Entries supplied:
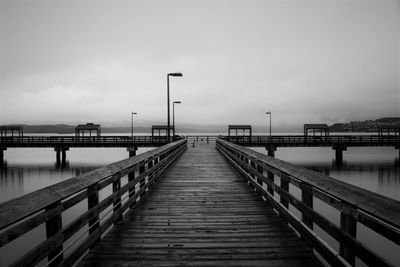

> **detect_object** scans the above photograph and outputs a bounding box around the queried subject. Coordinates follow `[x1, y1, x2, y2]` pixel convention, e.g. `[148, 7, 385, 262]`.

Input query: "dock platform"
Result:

---

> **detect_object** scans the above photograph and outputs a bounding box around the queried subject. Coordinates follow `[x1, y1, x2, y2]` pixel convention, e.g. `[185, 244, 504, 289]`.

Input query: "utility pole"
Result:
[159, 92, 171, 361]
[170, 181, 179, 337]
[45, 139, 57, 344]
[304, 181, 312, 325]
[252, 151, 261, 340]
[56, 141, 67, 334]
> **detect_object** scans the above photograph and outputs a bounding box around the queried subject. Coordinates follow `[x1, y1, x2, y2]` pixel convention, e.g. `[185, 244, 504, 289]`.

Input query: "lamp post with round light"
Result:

Task statement: If a line in the data above contains the string "query", count it; then state only the total.

Output: 3